• _Alıştırma Seti_:
**1.** Almanya'ya göçün 60. yılını anlatan metinde geçen dört haneli yılları, her birini bir kez yazarak listeleyin.
**2.** Kayıtlarda "grass" dizesini içeren her satırı belirleyip aynen kopyalayın. Büyük ve küçük harf ayrımı önemlidir.

• _Verilen Metin_:
- - - - - - -
Karakter boyutu : 12 Punto 14 Punto 16 Punto 18 Punto
ALMANYA'YA GÖÇÜN 60.YILINDA DUYGULAR KARIŞIK
ALMANYA'YA GÖÇÜN 60.YILINDA DUYGULAR KARIŞIK
Türkiye ile Almanya arasında "İşgücü Alımı Anlaşması" 30 Ekim 1961 yılında imzalandı. Anlaşma metni sadece iki sayfadan oluşuyordu 1961 -1973 arası giden yüzbinlerce Türk işçi topluluğu oluştu. Almanya'da uzun süre çalışan Türk aileleri Almanya'da sürekli kalmaya karar verir ve Almanya içinde Türk gettoları oluşur..
1 Kasım 2021, 00:40
 
 
Türkiye'den Almanya'ya iş gücü göçünün düzenlendiği anlaşma bundan tam 60 yıl önce imzalandı. 60 yıl önce Anadolu'dan Almanya'ya "misafir işçi" olarak göç eden Türkiyeli işçilerin çocukları artık "misafir" değiller, ev sahibi oldular.
 
Türkiye ile Almanya arasında 1961’de imzalanan işgücü anlaşmasının 60'ıncı yılı vesilesiyle bugün Berlin’de bir tören düzenlendi.
 
Başbakanlık binasında düzenlenen törende konuşan Almanya Başbakanı Angela Merkel, ülkeye uyumun insanların ismine bağlı olamayacağını vurguladı. "Adınız Klaus veya Erika olmadığı için Alman toplumuna uyum süreci yedi kuşak devam eden ve hiç sonlanmayan bir görev olamaz" diyerek ülkede herkes için fırsat eşitliği hakkına işaret etti. Merkel, "En geç Alman vatandaşlığının alınmasıyla herkesin bu toplumun bir parçası olarak görülme fırsatı olmalı" dedi.
 
Almanya Başbakanı Merkel, 1961 yılında imzalanan işgücü anlaşmasıyla gelen ve uzun süre "misafir işçi" diye adlandırılan göçmenlerin durumunun hiç de kolay olmadığını hatırlattı ve o zamanlar "uyum politikası" kelimesinin sözlükte bile yer almadığının altını çizerek sürecin zorluğuna vurgu yaptı. Merkel, ülkeye gelen işçilerin uyum sağlamasında en önemli rolü işletmeler ile sendikaların oynadığını, Almanların da bu göç süreciyle dünyaya ve başka kültürlere yönelik anlayış geliştirmesinin mümkün hale geldiğini belirtti. Almanya Başbakanı, başka ülkelerden gelen insanlar sayesinde Almanya'nın güçlendiğini vurguladı. Halen göç ve uyum alanında yapılacak çok şeyin olduğunu da hatırlatan Merkel, farklı göçmen grupların örneğin kendi aralarında daha çok ilişkiye geçmesinin bunların arasında yer aldığını kaydetti.
 
image
 
Türkiye'den Almanya'ya iş gücü göçü 60 yılı geride bırakırken, birkaç yıllığına çalışmaya gelen Türk işçilerinin geri dönmediği, onların çocukları ve torunlarının Almanya'da artık kalıcı olduğu süreçte neler yaşandı?
- - - - - - -
• _Kaynak Kayıtlar_:
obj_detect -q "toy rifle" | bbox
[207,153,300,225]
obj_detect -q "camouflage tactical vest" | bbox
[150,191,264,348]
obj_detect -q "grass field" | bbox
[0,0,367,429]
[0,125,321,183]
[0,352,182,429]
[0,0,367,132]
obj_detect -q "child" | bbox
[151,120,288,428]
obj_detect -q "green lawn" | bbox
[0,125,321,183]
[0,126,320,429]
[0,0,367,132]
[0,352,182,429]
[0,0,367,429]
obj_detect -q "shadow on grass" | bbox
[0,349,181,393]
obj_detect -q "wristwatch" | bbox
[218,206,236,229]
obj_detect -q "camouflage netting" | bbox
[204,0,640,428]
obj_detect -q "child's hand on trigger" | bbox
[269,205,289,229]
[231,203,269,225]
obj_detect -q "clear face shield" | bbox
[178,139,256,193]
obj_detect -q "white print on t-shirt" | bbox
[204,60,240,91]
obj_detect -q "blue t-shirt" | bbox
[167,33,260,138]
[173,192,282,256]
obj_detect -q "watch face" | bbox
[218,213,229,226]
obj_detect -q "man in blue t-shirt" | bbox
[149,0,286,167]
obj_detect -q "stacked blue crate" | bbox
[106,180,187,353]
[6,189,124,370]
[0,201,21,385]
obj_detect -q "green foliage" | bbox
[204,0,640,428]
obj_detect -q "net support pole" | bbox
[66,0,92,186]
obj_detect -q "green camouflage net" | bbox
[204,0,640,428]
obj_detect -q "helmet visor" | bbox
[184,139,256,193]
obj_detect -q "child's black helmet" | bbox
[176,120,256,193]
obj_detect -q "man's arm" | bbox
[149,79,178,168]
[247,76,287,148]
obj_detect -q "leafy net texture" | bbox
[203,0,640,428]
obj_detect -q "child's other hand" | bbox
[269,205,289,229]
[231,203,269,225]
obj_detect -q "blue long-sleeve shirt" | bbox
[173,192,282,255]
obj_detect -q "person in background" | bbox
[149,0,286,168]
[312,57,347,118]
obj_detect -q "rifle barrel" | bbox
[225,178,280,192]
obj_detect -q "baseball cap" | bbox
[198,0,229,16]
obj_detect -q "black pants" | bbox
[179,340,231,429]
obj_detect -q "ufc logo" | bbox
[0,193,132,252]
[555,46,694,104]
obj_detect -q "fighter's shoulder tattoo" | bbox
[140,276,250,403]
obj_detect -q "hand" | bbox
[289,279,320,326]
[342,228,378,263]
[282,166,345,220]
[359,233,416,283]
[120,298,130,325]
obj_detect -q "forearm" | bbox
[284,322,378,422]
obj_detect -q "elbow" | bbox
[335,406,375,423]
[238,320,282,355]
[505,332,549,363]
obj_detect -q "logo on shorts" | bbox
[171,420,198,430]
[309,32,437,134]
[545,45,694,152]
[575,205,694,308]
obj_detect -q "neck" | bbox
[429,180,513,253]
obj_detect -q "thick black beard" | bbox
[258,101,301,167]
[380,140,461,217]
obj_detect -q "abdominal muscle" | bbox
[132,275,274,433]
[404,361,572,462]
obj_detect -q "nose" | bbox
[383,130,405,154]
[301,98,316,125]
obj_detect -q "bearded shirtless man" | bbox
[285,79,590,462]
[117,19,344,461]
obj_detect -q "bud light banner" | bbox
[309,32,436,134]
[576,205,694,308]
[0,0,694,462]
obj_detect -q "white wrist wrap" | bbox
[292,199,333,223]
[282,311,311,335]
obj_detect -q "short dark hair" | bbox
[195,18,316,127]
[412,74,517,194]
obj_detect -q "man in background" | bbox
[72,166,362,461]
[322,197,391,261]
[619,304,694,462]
- - - - - - -
• _Beklenen Çıktılar_:
**1.** 1961, 1973, 2021

**2.**
obj_detect -q "grass field" | bbox
obj_detect -q "shadow on grass" | bbox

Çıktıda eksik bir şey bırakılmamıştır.